Task requirements: Your answer must be an exact copy of the entries, containing no images.

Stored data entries
··········

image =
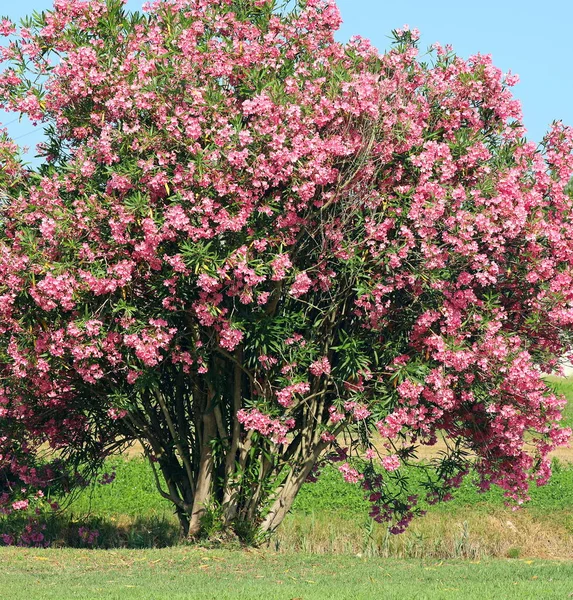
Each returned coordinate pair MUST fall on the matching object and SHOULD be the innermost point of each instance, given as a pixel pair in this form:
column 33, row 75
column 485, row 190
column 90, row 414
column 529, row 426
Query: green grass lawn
column 185, row 572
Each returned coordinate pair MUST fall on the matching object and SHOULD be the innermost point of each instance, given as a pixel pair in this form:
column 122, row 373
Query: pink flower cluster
column 273, row 428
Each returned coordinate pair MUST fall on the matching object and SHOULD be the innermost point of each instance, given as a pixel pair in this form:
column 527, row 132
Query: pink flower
column 320, row 367
column 301, row 285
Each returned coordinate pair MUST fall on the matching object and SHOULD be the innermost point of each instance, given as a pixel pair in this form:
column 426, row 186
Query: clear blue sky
column 528, row 37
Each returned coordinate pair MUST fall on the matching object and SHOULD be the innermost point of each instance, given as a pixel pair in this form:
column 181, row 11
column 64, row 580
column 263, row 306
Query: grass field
column 472, row 548
column 185, row 572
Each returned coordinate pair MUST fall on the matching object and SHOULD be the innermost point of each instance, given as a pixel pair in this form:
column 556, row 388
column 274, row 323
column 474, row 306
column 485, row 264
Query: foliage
column 183, row 573
column 253, row 249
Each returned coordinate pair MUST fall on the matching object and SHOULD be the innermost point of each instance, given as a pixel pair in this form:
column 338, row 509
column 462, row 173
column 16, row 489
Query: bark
column 205, row 475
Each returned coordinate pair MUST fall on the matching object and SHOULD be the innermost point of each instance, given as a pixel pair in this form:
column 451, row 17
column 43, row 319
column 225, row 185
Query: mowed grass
column 186, row 572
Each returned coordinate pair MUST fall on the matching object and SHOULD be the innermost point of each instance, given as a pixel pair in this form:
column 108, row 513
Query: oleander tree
column 254, row 250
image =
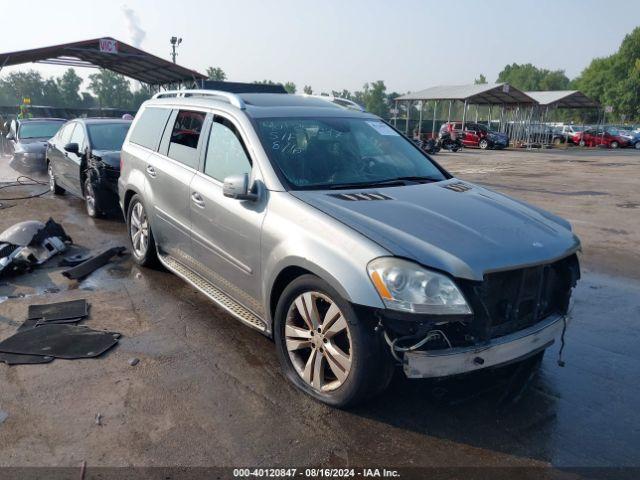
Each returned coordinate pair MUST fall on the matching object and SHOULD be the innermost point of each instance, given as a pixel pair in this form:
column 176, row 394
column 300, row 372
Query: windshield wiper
column 382, row 183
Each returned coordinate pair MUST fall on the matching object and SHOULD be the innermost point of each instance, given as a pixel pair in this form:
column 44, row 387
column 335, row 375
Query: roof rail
column 342, row 102
column 232, row 98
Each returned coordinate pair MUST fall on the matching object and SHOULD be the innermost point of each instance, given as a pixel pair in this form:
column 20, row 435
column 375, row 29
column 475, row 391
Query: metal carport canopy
column 563, row 99
column 485, row 94
column 107, row 53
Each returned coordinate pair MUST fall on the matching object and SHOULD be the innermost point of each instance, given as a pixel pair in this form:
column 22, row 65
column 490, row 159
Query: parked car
column 606, row 137
column 477, row 135
column 84, row 160
column 330, row 231
column 27, row 140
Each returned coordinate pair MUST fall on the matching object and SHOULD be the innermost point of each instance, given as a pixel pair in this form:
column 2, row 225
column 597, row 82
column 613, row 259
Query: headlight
column 406, row 286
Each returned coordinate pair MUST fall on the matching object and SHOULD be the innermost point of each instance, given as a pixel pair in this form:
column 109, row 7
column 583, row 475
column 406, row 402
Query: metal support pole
column 406, row 130
column 464, row 114
column 395, row 115
column 433, row 124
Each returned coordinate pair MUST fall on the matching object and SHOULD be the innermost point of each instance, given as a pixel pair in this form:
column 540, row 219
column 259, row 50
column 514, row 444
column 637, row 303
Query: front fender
column 296, row 234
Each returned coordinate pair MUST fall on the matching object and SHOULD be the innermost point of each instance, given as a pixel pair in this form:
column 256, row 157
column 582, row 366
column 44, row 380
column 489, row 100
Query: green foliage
column 216, row 73
column 481, row 80
column 69, row 87
column 529, row 77
column 111, row 89
column 615, row 80
column 374, row 98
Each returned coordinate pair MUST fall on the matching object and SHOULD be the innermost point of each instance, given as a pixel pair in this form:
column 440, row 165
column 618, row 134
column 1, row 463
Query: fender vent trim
column 361, row 196
column 457, row 187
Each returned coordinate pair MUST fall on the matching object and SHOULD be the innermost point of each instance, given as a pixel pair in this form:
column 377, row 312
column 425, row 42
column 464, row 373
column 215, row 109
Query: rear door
column 57, row 153
column 72, row 162
column 225, row 231
column 169, row 173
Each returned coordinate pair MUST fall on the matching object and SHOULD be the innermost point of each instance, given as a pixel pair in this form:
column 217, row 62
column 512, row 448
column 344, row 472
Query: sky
column 410, row 44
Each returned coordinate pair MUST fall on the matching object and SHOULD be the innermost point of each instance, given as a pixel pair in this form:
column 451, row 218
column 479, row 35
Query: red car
column 608, row 137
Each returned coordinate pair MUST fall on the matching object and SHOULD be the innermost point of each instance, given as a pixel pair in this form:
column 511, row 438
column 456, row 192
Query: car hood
column 108, row 157
column 453, row 226
column 32, row 145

··········

Your response:
image =
Each returned coordinate pair MUST fall on the matching object and SHOULD be the innermost point of each instance, given as a pixel pair in this form:
column 33, row 75
column 485, row 190
column 90, row 414
column 529, row 426
Query: green grass lawn
column 185, row 572
Each returned coordinate pair MUST fall on the matching object and SHOULD be the innermost point of each instance, given as a pixel pair in this form:
column 122, row 373
Query: pink flower cluster
column 273, row 428
Each returned coordinate pair MUST fall on the matching object and SHOULD be the innermost point of each instance, given as a pixel pair in this form:
column 527, row 132
Query: pink flower
column 320, row 367
column 301, row 285
Each returned coordinate pair MUST fall on the matching object and SHOULD be the innermost point of each instance, given as a pixel pair in this form:
column 426, row 186
Query: clear blue sky
column 528, row 37
Each returned coordinate pair MUST fall on the matching object and SHOULD be the innermost point of each instance, given as a pixel pair in this form:
column 181, row 11
column 64, row 580
column 263, row 306
Query: grass field
column 472, row 548
column 185, row 572
Each returned coordinate pair MUST fall on the matching object and SHOULD be the innermost point of each instance, given as a pixel pair in this form:
column 556, row 388
column 274, row 323
column 474, row 306
column 485, row 264
Query: foliage
column 183, row 573
column 253, row 249
Each returned coordinate pair MUST fall on the matching object and SHOULD be the innermost point of each instance, given as a pixel pair in this form:
column 338, row 509
column 462, row 173
column 16, row 489
Query: bark
column 205, row 475
Each returned coordinate pair MUST fall on the matching object and SHOULD be the innermost point of each instance, given as a pixel pair in this form:
column 451, row 17
column 43, row 319
column 225, row 185
Query: mowed grass
column 186, row 572
Each returned coordinate pair MUST fall on the matching object and SHOULD be the innermost point of each instance, given as a pixel pair in this form:
column 108, row 513
Query: oleander tree
column 254, row 250
image =
Each returned coordinate pair MUST fall on the matching object and SHOULD be the innermost point of each instance, given as a pixel pair in this form:
column 176, row 394
column 300, row 372
Query: windshield wiper
column 382, row 183
Each returned coordinate pair MUST fall on the matching object and SHOULD be the innermost point of each instance, given as a pixel pair in this form:
column 44, row 387
column 335, row 375
Query: roof rail
column 342, row 102
column 232, row 98
Each returned coordinate pair MUST fall on the matching object and SHOULD be the innermost point of each instance, given as a pixel pair in this form:
column 20, row 435
column 375, row 29
column 475, row 391
Query: metal carport canopy
column 563, row 99
column 485, row 94
column 107, row 53
Each returned coordinate pair MUST fall on the matching object and SHOULD be the innermost point of each instance, given as a pixel pair in this form:
column 22, row 65
column 490, row 159
Query: parked car
column 606, row 137
column 477, row 135
column 84, row 160
column 330, row 231
column 27, row 140
Each returned coordinate pair MUST fall on the matching object and SHOULD be the innermost point of each instance, given as a pixel pair in this form:
column 2, row 225
column 597, row 82
column 613, row 259
Query: headlight
column 406, row 286
Each returned coordinate pair MUST fall on the matching object and SHOULD be the innermost point of each instance, given as a pixel pair in this form:
column 109, row 7
column 583, row 475
column 406, row 402
Query: metal support pole
column 406, row 130
column 464, row 114
column 395, row 115
column 433, row 124
Each returned coordinate pair MUST fall on the matching object and SHOULD be the innermost point of each instance, given as a pixel pair in this form:
column 540, row 219
column 259, row 50
column 514, row 444
column 637, row 303
Query: front fender
column 296, row 234
Each returned coordinate pair MUST fall on the matching object and SHOULD be the innermost point of each instance, given as a pixel pair in this form:
column 256, row 157
column 582, row 366
column 44, row 380
column 489, row 100
Query: green foliage
column 216, row 73
column 481, row 80
column 69, row 87
column 529, row 77
column 111, row 89
column 615, row 80
column 374, row 98
Each returned coordinate pair MUST fall on the matching object and SHOULD be the innermost point of each instance, given as a pixel pair in this form:
column 440, row 165
column 618, row 134
column 1, row 463
Query: fender vent trim
column 361, row 196
column 457, row 187
Each returned coordinate pair MUST fall on the matching object and SHOULD be the innermost point of each instance, given as a pixel pair in this form:
column 377, row 312
column 425, row 42
column 464, row 373
column 215, row 109
Query: rear door
column 57, row 153
column 72, row 162
column 225, row 231
column 169, row 173
Each returned coordinate pair MUST fall on the matching object and SHOULD be the innermost point of each instance, given as a pixel pair in this form:
column 217, row 62
column 512, row 448
column 344, row 472
Query: sky
column 410, row 44
Each returned coordinate pair MUST fall on the matching object and SHOULD be the innermost point of each instance, given as a pixel pair in this form:
column 451, row 218
column 479, row 35
Query: red car
column 608, row 137
Each returned coordinate pair MUST fall on the matching object and SHOULD be the innermost point of each instance, given as a pixel pair in this form:
column 511, row 438
column 456, row 192
Query: car hood
column 108, row 157
column 453, row 226
column 32, row 145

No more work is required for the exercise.